What you should do :: Print the records exactly. Every mark must remain.

Exercise input ::
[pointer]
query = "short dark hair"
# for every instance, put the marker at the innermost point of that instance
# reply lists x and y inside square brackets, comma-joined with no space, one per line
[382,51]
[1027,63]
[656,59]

Result ::
[pointer]
query = "short dark hair"
# for every instance, put the marker at the innermost point of that instance
# reply lists x and y inside square brackets, comma-joined with no space, one per line
[382,51]
[1027,63]
[656,59]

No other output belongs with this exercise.